| TASK STATEMENT |
Rewrite every one of the records below with "place one point" changed to "mark a single point" and all other text left unchanged. Leave the pictures out of your answer.

| RAW RECORDS |
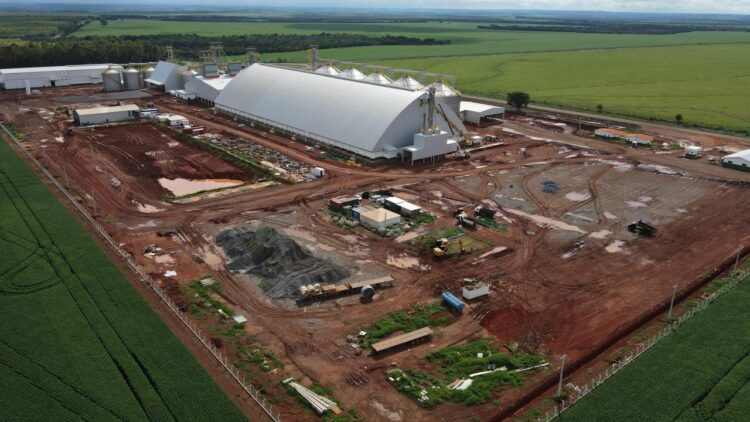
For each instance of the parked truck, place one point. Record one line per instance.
(453, 302)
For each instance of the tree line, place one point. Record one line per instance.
(617, 28)
(147, 48)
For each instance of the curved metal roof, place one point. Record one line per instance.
(362, 117)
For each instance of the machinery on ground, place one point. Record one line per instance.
(642, 229)
(365, 288)
(447, 246)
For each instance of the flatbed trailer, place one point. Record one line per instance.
(333, 290)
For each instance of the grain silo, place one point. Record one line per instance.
(352, 73)
(148, 72)
(111, 79)
(378, 78)
(132, 79)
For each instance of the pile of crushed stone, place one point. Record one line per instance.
(284, 265)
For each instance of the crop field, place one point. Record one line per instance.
(465, 38)
(701, 372)
(701, 75)
(77, 341)
(708, 85)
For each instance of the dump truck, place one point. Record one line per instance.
(484, 212)
(365, 288)
(443, 247)
(453, 302)
(642, 229)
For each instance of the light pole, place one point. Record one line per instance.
(671, 304)
(562, 370)
(737, 260)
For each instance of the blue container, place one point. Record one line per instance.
(453, 301)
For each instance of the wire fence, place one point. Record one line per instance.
(580, 392)
(149, 281)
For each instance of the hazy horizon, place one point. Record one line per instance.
(634, 6)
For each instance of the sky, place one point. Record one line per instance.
(663, 6)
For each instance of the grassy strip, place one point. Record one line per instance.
(458, 362)
(421, 315)
(79, 341)
(695, 371)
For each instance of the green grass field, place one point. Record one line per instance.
(465, 38)
(708, 85)
(702, 75)
(699, 373)
(77, 342)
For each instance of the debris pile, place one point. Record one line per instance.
(283, 264)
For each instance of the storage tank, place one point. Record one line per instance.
(453, 301)
(368, 292)
(111, 80)
(148, 72)
(132, 79)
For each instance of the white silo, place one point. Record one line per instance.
(132, 79)
(148, 72)
(188, 75)
(111, 79)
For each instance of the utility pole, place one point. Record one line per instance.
(671, 304)
(737, 259)
(562, 370)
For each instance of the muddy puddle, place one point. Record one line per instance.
(182, 187)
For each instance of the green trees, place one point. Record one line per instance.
(518, 100)
(146, 48)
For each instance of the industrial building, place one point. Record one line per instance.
(379, 218)
(52, 76)
(166, 76)
(479, 114)
(738, 160)
(637, 139)
(207, 89)
(398, 205)
(104, 115)
(403, 340)
(369, 119)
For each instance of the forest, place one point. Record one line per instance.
(145, 48)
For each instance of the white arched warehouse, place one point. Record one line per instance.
(368, 119)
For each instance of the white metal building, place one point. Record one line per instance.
(368, 119)
(207, 89)
(479, 114)
(39, 77)
(167, 76)
(379, 218)
(104, 115)
(740, 160)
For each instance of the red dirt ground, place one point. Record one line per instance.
(579, 306)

| CORRECT ANSWER |
For each instance of the parked truck, mark a single point. Record one line per instance.
(453, 302)
For each instance of the tree line, mark a single point. Record one line per instance.
(617, 28)
(147, 48)
For each instance of the curved metal roof, mark a single point. Record one line per instance.
(362, 117)
For each instance of the machinery on ground, mark a single point. Record one line per instance.
(642, 229)
(365, 288)
(447, 246)
For each instance of the flatbed trailer, mark a single point. Record one line per instance.
(333, 290)
For each instance of the grain silo, mark a single point. Record one line per instance.
(352, 73)
(148, 72)
(111, 79)
(378, 78)
(132, 79)
For each instance of the pile of crushed stone, mark a single point. Record one line per instance.
(284, 265)
For each instance of the crop field, mark a single point. Record one line per instance.
(465, 38)
(701, 372)
(701, 75)
(77, 341)
(708, 85)
For each instance of the dump truck, mark a single point. Record one line per instance.
(484, 212)
(365, 288)
(443, 247)
(453, 302)
(642, 229)
For each instance of the light pole, mark a single point. Record one line per instance.
(671, 304)
(562, 370)
(737, 260)
For each instance of the blue container, mark a single point. Record one line per instance.
(453, 301)
For each instance of the wire fence, mark a single point. Record one line per instance.
(580, 392)
(149, 281)
For each instance of the hazy horizon, mark a single point. Record one line per instance.
(634, 6)
For each instance of the sky, mark a single point. Record one line per instance.
(663, 6)
For each instance of the grassy strip, mark a single point. Record one line per instance.
(458, 362)
(421, 315)
(79, 341)
(695, 371)
For each instance of the green grass field, mark a single point. Record one line per instance.
(465, 38)
(708, 85)
(702, 75)
(699, 373)
(77, 342)
For each instance of the debris pile, mark a single point. Record one line per instance.
(283, 264)
For each instance of the storage tank, mark a single point. Record one line per instance.
(453, 301)
(368, 292)
(111, 80)
(148, 72)
(132, 79)
For each instance of the white silo, mark a single point. Record one line per instance.
(132, 79)
(148, 72)
(188, 75)
(111, 79)
For each instance of the utility pole, mark a single point. Record one line per instance.
(671, 304)
(737, 259)
(562, 370)
For each instance of the muddy puddle, mark a single point. Record one line per instance.
(182, 187)
For each instance of the green trees, mark a single point. Record one line per instance.
(518, 100)
(146, 48)
For each instance of the industrial building, mark a single point. Record one line per instance.
(379, 218)
(52, 76)
(166, 76)
(479, 114)
(738, 160)
(637, 139)
(207, 89)
(398, 205)
(104, 115)
(403, 340)
(369, 119)
For each instance of the forest, mark a single point. Record one line per instance.
(145, 48)
For each instance of the white arched warehouse, mark a single point. Record one line per instance.
(368, 119)
For each instance of the white metal building, mark a single point. Record one line per instance.
(368, 119)
(207, 89)
(479, 114)
(39, 77)
(167, 76)
(379, 218)
(104, 115)
(740, 160)
For each instance of the red dirt ground, mark a single point. Record one line per instance.
(579, 306)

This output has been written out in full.